__VORLIEGENDER TEXT__.
-------
Denn typischerweise fällt ein verhältnismäßig großer Teil der nicht bauzeitabhängigen Grundleistungen – gewissermaßen als Schlusspunkt der Lph 8 – in den Verzögerungszeitraum. Da nur bauzeitabhängige Grundleistungen mehrvergütungsfähig sind, müssen nicht bauzeitabhängige Grundleistungen „herausgerechnet“ werden.

Wichtig | Unterbleibt diese Differenzierung, besteht die Gefahr einer nicht zu rechtfertigenden Doppelhonorierung. Fällt z. B. das Aufstellen der Kostenfeststellung in den Verzögerungszeitraum, wird der darauf entfallende Zeitaufwand gemäß der Lösung des OLG Köln nach tatsächlichem Aufwand vergütet, obwohl das Aufstellen der Kostenfeststellung bereits über das auf die Lph 8 entfallende Grundhonorar in Höhe von 32 Prozent vergütet wird. Aus diesem Grund ist es grundsätzlich erforderlich, die Kostenfeststellung aus der Aufwandshonorierung zu exkludieren, da die Leistung andernfalls doppelt honoriert werden würde.

Zeiterfassung im Verzögerungszeitraum der Lph 8 ausdifferenzieren

Da die Zeiterfassung heutzutage überwiegend EDV-gestützt erfolgt, ist es zunächst denkbar, spätestens bei Eintritt in den Verzögerungszeitraum eine differenzierte Zeiterfassung vorzunehmen. D. h., dass bauzeitabhängige und nicht bauzeitabhängige Grundleistungen faktisch auf zwei verschiedenen Zeitkonten getrennt erfasst werden. Als verzögerungsbedingter Mehraufwand wären schlussendlich nur die erfassten und über entsprechende Stundenaufstellungen nachgewiesenen bauzeitabhängigen Grundleistungen vergütungsfähig.

Eine solcherart differenzierte Zeiterfassung wäre sicherlich das Mittel der Wahl, ist in der Praxis indes selten anzutreffen. Behelfen könnten Sie sich dadurch, dass Sie

  • in einem ersten Schritt die Gesamtaufwände im Verzögerungszeitraum in Ansatz bringen und
  • davon in einem zweiten Schritt wiederum den Honoraranteil in Abzug bringen, der gemäß obiger Tabelle auf die nicht bauzeitabhängigen Grundleistungen entfällt.
-------
__DATENBLOCK__.
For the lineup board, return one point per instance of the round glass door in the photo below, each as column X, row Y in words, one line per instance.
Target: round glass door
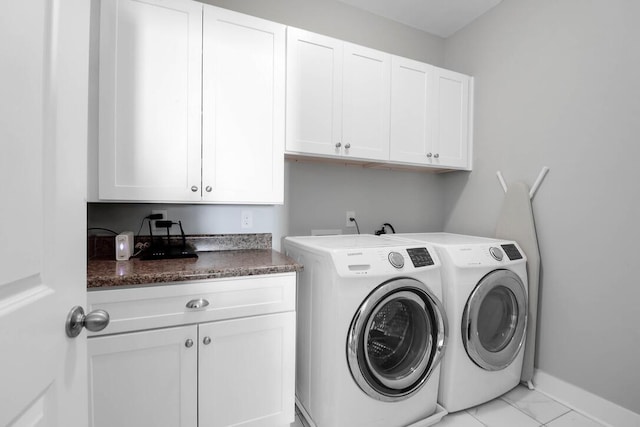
column 396, row 339
column 494, row 320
-------
__ZU ERLEDIGENDE AUFGABE__. Übertrage diesen Satz aus dem Text zur Honorierung im Verzögerungszeitraum ins Englische: »Da nur bauzeitabhängige Grundleistungen mehrvergütungsfähig sind, müssen nicht bauzeitabhängige Grundleistungen „herausgerechnet“ werden.« Die Liste steht in keinem Zusammenhang mit dem Text.

__LÖSUNG__. Since only basic services that depend on the construction time qualify for additional compensation, basic services that do not depend on the construction time must be "factored out."